— TASKS FOR THIS EXERCISE —
1. Reproduce the passage of the Monroe Gooden biography starting at "Monroe Gooden was" and ending at "more likely correct.".
2. According to the Monroe Gooden biography, what cause of death did his death certificate record?

— SOURCE —
Tennessee State Library and Archives

Monroe W. Gooden, May 10, 1848 - January 19, 1915

Monroe W. Gooden

Monroe W. Gooden
from composite photograph of
Tennessee House of Representatives,
45th General Assembly, 1887-1888,
TSLA Collection.

Monroe Gooden was one of fourteen African American men, many of them former slaves, elected to the Tennessee General Assembly during the three decades following the Civil War.   The only black Democrat in the House during the 19th century, Gooden became a powerful figure in the same county where he had been raised in slavery.

Gooden's death certificate recorded his birthdate as October 26, 1852, and his death, from an “aortic obstruction,” on January 19, 1915.   Although the Biographical Directory of the Tennessee General Assembly included the same death date, it said he was born on May 10, 1848, which corresponds with the age Gooden consistently gave in census records and is more likely correct.

The death certificate also stated that the future legislator was born in Fayette County, Tennessee, to Monroe Gooden Senior and an unknown mother.  The omission of the mother's name is regrettable, for it might have provided a valuable clue to the family's history -- slaves usually had the same masters as their mothers, at least during their early years.  We do know that the neighborhood where the Goodens lived was in the north-central part of Fayette County, along the line between Civil Districts 4 and 5, and only two or three miles from the Haywood County line.  In fact, Charles G. Feild's plantation (Feild was the slave owner of Representative John W. Boyd's mother) was just over the county line in Haywood County, only a few miles away. 

Although we still do not know exactly which plantation was Monroe Gooden's birthplace, we can identify three possible choices bordering each other in that neighborhood: the Baskerville and Tucker plantations in District 4 and the Harwell plantation in District 5.  Since slaves generally took spouses from their own or adjoining plantations, a trend that continued throughout Reconstruction, it is likely that Gooden was born on one of these three plantations.

— STORED DATA —

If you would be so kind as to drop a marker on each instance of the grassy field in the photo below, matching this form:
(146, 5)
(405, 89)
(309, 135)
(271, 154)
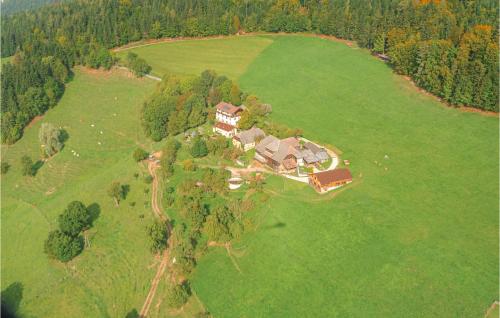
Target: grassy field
(229, 56)
(112, 276)
(415, 235)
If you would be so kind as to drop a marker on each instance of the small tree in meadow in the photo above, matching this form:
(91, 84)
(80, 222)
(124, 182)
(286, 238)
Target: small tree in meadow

— OUTPUTS IN ORDER —
1.
Monroe Gooden was one of fourteen African American men, many of them former slaves, elected to the Tennessee General Assembly during the three decades following the Civil War.   The only black Democrat in the House during the 19th century, Gooden became a powerful figure in the same county where he had been raised in slavery.

Gooden's death certificate recorded his birthdate as October 26, 1852, and his death, from an “aortic obstruction,” on January 19, 1915.   Although the Biographical Directory of the Tennessee General Assembly included the same death date, it said he was born on May 10, 1848, which corresponds with the age Gooden consistently gave in census records and is more likely correct.

2. An "aortic obstruction."